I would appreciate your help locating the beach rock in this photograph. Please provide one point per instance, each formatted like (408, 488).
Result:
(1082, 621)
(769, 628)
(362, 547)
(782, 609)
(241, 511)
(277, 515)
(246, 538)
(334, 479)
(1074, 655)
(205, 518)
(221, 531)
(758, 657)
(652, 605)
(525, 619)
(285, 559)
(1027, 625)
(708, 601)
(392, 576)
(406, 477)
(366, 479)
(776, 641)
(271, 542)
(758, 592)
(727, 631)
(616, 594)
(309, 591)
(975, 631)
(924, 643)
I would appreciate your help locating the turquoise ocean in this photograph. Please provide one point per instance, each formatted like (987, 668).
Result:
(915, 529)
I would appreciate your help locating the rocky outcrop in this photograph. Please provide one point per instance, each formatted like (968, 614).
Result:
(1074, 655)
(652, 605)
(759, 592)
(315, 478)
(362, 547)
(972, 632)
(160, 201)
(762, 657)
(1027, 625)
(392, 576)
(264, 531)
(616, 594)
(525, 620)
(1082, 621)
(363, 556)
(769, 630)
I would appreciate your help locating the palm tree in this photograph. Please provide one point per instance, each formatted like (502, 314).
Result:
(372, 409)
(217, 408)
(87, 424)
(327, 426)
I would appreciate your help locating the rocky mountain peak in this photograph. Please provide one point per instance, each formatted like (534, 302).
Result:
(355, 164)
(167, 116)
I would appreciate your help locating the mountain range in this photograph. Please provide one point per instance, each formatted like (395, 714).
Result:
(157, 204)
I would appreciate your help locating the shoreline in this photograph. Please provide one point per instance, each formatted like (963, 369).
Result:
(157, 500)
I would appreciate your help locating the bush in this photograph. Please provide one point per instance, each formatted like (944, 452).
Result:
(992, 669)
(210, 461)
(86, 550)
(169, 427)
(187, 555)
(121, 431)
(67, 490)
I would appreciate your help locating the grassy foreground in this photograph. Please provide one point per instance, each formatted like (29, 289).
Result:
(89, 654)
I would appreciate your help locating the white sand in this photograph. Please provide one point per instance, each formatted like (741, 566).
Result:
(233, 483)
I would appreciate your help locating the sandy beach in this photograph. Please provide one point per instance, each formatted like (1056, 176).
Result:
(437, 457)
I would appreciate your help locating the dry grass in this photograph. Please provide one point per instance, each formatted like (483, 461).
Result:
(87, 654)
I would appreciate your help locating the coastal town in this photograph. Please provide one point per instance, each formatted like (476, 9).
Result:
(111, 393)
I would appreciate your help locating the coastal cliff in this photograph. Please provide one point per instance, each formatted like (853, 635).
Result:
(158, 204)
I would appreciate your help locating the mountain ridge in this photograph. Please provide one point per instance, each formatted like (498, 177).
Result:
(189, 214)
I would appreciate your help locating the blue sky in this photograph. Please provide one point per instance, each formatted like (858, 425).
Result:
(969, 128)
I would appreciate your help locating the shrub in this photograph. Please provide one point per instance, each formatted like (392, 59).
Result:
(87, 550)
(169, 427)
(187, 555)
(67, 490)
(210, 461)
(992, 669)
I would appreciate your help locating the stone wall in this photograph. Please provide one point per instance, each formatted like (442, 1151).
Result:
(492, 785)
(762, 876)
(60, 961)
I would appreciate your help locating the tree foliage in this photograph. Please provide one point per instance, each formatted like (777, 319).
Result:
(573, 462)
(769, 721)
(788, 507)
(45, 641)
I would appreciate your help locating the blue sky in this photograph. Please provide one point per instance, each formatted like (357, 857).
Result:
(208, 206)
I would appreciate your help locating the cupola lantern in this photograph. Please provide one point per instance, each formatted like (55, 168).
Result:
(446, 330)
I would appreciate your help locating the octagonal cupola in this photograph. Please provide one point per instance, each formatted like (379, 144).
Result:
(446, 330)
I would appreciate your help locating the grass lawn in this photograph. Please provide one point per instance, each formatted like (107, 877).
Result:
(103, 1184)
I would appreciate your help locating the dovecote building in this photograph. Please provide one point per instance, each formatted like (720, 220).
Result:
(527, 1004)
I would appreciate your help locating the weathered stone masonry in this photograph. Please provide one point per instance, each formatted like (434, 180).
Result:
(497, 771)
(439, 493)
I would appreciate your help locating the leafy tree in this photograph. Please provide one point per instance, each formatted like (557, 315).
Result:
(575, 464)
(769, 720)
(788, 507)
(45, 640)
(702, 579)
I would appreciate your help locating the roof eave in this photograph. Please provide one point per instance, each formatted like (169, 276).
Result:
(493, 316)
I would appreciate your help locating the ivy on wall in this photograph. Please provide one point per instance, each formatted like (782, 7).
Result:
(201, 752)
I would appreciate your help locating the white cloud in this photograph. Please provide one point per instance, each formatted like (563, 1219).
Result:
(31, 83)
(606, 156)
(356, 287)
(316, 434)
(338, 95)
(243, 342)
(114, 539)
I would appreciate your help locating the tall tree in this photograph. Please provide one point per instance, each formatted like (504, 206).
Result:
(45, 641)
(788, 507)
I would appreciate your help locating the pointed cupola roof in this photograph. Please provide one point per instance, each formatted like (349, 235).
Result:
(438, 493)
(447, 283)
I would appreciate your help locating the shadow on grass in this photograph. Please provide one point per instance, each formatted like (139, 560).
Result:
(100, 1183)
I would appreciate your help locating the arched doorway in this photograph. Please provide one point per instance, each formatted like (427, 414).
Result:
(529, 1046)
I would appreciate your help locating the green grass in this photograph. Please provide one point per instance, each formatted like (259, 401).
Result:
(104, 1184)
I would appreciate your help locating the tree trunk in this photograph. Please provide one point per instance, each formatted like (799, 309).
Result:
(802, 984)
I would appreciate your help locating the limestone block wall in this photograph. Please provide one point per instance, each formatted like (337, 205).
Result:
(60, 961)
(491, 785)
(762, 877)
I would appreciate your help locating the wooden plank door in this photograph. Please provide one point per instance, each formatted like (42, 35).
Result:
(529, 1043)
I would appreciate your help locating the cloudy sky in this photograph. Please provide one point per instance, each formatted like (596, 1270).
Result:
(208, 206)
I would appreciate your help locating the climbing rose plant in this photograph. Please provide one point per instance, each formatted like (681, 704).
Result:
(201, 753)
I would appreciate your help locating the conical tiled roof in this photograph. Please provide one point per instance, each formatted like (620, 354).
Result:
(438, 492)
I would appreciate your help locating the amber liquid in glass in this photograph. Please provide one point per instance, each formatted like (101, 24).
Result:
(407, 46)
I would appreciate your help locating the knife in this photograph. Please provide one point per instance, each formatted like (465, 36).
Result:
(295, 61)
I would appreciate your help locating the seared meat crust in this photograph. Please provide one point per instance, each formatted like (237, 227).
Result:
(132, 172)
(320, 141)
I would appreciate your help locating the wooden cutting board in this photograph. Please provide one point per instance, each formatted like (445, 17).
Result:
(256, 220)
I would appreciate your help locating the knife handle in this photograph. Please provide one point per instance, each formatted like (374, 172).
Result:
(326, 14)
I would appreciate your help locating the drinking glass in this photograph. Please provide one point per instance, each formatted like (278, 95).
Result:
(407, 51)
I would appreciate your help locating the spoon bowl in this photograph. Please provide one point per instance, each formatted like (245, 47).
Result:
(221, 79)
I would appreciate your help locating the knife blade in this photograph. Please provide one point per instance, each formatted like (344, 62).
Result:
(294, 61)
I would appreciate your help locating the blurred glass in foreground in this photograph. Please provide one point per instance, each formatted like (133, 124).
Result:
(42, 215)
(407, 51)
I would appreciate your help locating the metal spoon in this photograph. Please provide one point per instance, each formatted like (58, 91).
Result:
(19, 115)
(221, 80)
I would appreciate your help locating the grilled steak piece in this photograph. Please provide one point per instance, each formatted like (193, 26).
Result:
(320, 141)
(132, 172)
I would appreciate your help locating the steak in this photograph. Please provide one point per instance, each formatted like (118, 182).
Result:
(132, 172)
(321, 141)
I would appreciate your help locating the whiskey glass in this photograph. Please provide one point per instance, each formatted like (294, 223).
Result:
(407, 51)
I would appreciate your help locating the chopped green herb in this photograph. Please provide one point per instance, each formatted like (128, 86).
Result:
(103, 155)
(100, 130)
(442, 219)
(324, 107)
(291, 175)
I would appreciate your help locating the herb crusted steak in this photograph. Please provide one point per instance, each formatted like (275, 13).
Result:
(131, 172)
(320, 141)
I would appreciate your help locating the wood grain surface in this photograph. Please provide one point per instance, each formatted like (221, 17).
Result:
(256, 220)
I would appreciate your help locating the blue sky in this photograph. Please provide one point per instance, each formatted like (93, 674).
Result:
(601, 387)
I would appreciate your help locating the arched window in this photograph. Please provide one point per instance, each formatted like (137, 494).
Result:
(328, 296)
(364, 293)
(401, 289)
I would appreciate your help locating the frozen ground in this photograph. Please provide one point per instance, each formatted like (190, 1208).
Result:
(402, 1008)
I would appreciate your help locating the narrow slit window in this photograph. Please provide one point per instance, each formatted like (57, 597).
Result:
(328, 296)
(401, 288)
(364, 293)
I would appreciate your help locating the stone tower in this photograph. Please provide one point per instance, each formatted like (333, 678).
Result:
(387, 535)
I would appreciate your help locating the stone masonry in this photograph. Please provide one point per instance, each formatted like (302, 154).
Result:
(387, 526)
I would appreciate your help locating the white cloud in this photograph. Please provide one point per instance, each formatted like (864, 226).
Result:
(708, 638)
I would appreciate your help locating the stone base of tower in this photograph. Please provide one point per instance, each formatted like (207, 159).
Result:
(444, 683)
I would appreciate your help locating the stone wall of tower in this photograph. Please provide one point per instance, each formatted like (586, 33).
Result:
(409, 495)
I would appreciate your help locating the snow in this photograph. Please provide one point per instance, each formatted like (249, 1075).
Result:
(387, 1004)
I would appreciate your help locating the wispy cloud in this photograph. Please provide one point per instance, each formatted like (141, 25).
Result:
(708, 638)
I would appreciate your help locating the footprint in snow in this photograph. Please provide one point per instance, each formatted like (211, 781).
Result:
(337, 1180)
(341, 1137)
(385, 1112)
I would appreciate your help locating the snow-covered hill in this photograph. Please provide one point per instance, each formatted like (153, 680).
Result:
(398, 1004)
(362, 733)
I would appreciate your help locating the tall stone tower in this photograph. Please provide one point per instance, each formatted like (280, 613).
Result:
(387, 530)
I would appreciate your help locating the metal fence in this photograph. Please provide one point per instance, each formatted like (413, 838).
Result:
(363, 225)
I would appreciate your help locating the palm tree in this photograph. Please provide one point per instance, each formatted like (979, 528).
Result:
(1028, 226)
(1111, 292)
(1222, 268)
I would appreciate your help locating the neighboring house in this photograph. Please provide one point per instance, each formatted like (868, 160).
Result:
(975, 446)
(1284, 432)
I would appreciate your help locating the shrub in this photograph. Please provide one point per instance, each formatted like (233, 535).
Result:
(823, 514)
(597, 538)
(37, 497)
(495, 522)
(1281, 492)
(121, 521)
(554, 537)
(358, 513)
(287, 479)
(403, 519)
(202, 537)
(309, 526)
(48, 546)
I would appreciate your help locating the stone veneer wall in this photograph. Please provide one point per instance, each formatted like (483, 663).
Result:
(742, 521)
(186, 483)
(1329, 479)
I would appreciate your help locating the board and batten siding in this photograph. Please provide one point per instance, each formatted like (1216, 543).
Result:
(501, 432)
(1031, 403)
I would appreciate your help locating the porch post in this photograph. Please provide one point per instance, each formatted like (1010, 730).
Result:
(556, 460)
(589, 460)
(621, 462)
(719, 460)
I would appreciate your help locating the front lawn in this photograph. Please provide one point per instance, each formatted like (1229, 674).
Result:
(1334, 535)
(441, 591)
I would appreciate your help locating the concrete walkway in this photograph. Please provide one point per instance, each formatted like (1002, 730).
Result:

---------------

→ Given problem:
Quote only the lines from the line containing "I would appreciate your help locating the board" through the end of the entries, keeping the first and the last.

→ Result:
I would appreciate your help locating the board and batten siding in this photograph. Please provide one point per instance, each formatted like (1216, 543).
Result:
(501, 432)
(1031, 403)
I would appreciate your help locating the porch post in this photograph. Please provide one point per instance, each formatted like (1010, 730).
Result:
(556, 460)
(589, 460)
(621, 462)
(719, 460)
I would appreciate your help locating the front lawn in this photograph. Please provide one point per instance, each formatted like (1229, 674).
Result:
(1334, 535)
(441, 591)
I would appreciate your help locating the concrete walkway in this photograph. Please provide one point per instance, each formatted like (1002, 730).
Result:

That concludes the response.